▶ **SUPPLIED TEXT**:
#####
PHVIT9560 Bioinformatics with emphasis on analysis of high throughput sequencing data Course description

The course will introduce students to basic bioinformatics including best practice when setting up and managing bioinformatics projects. The course covers introduction to high throughput sequencing technologies and will give students hands-on experience with the analysis of data from various sequencing platforms. Applications that are included in the practical part are processing of raw data reads, control of quantity and quality of data (FASTQC), expression analysis of small RNA sequencing data (miRNA) and transcriptome sequencing (mRNA-seq) data, genomic DNA sequencing. Some post-analytical tools like gene ontology enrichment analysis and clustering/heat-maps of differentially expressed genes are introduced to students and included in the hands-on exercises.

This course is primarily aimed at PhD candidates admitted to the PhD programme in Health Sciences. General terms for admission to the course is a completed master’s degree in molecular biology or equivalent qualification (e.g. completed MABIO4410). Priority will be given to PhD candidates from OsloMet.
#####
▶ **DATASET RECORDS**:
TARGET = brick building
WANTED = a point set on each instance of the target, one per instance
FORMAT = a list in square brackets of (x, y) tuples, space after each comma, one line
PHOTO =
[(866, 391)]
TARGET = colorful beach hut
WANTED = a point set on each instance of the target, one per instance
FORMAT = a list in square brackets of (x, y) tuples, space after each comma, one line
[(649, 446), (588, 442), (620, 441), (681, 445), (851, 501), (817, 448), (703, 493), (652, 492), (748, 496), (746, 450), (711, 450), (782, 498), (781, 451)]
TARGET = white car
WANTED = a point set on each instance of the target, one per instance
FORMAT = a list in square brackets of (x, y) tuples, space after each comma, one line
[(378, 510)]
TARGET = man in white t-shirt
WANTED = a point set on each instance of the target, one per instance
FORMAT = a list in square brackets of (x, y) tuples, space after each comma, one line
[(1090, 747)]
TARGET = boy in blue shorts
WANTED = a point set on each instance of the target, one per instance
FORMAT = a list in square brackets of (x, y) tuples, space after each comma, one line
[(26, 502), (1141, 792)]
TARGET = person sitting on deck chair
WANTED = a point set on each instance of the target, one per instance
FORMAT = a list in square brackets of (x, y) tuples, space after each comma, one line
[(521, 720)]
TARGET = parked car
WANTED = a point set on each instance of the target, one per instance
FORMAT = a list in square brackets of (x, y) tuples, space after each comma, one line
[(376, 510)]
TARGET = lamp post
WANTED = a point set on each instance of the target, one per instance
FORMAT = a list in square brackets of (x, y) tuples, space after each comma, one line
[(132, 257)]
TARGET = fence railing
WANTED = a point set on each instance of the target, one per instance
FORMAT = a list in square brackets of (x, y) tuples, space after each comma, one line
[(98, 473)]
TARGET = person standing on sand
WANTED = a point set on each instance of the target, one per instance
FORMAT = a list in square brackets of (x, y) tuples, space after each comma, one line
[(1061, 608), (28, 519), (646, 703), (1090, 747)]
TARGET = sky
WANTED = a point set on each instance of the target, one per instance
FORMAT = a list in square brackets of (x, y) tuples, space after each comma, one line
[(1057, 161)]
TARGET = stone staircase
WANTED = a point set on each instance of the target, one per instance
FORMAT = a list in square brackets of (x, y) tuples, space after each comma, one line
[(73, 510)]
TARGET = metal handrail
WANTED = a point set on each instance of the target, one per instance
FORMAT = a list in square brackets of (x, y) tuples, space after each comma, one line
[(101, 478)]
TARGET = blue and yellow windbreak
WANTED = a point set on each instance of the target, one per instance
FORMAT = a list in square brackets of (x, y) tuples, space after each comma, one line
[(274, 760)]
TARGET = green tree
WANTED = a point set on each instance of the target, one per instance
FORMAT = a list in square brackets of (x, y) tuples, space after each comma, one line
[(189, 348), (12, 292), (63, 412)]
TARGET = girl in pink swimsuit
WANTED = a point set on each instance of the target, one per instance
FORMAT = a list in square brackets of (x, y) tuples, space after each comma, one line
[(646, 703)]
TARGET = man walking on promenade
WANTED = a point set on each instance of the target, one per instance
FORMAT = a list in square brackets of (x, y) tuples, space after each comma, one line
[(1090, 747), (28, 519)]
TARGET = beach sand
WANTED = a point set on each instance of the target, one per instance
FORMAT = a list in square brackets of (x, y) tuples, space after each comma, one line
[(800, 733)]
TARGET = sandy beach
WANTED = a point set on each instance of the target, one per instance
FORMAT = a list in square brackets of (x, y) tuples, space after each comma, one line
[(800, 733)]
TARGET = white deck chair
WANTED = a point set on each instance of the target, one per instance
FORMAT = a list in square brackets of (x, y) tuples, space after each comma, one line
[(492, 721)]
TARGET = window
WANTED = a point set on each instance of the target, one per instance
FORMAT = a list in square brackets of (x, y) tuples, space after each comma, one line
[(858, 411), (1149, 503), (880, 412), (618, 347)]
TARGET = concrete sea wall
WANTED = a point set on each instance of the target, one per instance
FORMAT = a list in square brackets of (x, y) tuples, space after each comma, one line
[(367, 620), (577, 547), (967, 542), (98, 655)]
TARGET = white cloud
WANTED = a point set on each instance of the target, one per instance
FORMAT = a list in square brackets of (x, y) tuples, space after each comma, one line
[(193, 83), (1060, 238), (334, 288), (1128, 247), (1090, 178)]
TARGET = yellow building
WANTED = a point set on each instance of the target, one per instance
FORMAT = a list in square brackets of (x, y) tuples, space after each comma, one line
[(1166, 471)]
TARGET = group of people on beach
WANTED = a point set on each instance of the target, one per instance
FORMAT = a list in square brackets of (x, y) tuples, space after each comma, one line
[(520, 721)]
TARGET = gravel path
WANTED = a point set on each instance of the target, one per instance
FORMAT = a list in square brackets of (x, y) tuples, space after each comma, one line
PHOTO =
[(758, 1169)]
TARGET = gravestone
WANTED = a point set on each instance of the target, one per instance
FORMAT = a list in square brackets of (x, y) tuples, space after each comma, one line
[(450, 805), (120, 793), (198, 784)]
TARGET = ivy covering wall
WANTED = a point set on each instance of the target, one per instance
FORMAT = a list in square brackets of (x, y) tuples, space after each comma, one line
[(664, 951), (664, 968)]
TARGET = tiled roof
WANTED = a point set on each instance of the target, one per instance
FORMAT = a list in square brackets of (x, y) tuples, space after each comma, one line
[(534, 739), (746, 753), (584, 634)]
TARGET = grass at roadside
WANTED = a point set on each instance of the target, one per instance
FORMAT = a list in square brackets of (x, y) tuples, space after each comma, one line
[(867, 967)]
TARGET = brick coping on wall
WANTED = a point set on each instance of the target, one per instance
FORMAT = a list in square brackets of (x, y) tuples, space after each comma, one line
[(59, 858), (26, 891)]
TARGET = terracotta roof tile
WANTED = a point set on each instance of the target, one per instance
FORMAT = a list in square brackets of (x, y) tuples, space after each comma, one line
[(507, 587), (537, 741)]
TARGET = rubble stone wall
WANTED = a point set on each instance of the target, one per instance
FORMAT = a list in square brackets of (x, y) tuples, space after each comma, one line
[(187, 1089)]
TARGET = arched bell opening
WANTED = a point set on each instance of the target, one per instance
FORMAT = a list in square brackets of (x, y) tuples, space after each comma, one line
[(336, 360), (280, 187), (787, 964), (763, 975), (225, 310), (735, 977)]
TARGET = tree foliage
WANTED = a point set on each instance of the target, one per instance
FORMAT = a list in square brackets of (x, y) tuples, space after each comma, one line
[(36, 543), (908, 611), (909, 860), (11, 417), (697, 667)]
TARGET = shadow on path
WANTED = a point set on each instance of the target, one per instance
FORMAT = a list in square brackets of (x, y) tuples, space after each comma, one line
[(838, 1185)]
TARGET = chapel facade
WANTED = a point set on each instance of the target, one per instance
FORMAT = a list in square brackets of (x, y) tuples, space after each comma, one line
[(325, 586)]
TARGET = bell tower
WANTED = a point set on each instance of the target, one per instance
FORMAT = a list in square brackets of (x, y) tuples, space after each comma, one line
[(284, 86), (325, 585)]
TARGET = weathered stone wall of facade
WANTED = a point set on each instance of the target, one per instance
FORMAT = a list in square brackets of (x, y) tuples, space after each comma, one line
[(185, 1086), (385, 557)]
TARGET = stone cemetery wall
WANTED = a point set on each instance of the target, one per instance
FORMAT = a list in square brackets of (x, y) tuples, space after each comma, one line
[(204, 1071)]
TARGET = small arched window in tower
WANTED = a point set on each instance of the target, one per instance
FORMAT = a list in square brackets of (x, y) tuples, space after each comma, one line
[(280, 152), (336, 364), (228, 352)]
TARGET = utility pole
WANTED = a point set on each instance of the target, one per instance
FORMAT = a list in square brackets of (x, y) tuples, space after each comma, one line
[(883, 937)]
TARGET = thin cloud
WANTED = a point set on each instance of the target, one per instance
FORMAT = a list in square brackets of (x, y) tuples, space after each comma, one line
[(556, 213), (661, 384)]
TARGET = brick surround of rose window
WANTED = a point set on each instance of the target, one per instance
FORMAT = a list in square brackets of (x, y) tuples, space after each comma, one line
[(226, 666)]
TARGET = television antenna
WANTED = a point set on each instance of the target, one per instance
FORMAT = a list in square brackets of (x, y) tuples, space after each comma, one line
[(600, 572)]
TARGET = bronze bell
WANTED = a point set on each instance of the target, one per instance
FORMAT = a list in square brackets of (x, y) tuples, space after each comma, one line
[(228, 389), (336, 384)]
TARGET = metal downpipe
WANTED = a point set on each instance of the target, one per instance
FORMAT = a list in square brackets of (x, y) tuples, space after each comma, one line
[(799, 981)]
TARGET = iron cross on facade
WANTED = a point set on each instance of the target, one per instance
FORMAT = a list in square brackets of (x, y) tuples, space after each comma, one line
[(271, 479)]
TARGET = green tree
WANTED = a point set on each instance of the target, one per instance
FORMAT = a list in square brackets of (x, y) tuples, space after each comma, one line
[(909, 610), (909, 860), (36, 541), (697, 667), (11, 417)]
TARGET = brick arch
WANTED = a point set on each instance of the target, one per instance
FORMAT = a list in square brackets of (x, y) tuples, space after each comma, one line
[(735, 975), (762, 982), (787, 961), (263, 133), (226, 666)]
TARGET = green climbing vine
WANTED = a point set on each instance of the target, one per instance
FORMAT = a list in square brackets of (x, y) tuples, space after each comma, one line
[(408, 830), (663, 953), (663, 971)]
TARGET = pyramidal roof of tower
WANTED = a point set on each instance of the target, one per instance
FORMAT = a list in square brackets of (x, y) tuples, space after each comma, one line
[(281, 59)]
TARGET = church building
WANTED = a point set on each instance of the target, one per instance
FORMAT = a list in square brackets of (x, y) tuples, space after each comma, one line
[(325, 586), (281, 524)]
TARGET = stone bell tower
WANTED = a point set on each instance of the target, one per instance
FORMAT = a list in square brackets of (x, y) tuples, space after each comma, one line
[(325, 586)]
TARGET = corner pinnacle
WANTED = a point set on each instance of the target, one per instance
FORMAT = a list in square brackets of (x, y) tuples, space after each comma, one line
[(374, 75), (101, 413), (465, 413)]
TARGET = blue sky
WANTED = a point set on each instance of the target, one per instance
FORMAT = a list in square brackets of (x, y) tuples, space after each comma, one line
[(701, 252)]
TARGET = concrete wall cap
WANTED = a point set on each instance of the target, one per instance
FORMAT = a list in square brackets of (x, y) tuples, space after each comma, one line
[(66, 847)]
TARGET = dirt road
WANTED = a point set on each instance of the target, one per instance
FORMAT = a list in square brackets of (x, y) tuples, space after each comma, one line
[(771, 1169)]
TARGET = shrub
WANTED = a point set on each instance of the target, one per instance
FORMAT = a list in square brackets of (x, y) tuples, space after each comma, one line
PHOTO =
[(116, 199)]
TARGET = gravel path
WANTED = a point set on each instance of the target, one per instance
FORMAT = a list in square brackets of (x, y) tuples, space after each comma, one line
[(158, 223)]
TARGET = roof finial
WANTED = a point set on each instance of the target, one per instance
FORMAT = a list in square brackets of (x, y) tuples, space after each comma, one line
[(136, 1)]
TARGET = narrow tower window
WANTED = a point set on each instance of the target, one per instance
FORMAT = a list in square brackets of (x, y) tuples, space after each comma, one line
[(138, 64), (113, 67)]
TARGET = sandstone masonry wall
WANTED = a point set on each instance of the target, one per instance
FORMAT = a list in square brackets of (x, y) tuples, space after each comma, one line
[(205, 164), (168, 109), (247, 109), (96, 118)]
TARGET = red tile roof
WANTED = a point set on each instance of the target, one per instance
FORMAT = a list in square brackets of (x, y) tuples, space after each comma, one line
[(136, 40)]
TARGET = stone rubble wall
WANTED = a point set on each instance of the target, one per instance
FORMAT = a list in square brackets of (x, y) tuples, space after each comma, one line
#####
▶ **EXERCISE REQUIREMENTS**:
[A] Answer these questions using the course description, giving each answer on its own line with the matching mark:
(i) Which tool is named for checking the quantity and quality of data?
(ii) Which PhD programme is the course mainly aimed at?
(iii) Candidates from which institution receive priority?
[B] List every term or phrase that appears inside parentheses in the course description.
[C] Rewrite the course description from "This course is" to "candidates from OsloMet.", swapping "PhD candidates" for "doctoral students".

▶ **LIST OF ANSWERS**:
[A]
(i) FASTQC
(ii) The PhD programme in Health Sciences
(iii) OsloMet

[B]
FASTQC
miRNA
mRNA-seq
e.g. completed MABIO4410

[C]
This course is primarily aimed at doctoral students admitted to the PhD programme in Health Sciences. General terms for admission to the course is a completed master’s degree in molecular biology or equivalent qualification (e.g. completed MABIO4410). Priority will be given to doctoral students from OsloMet.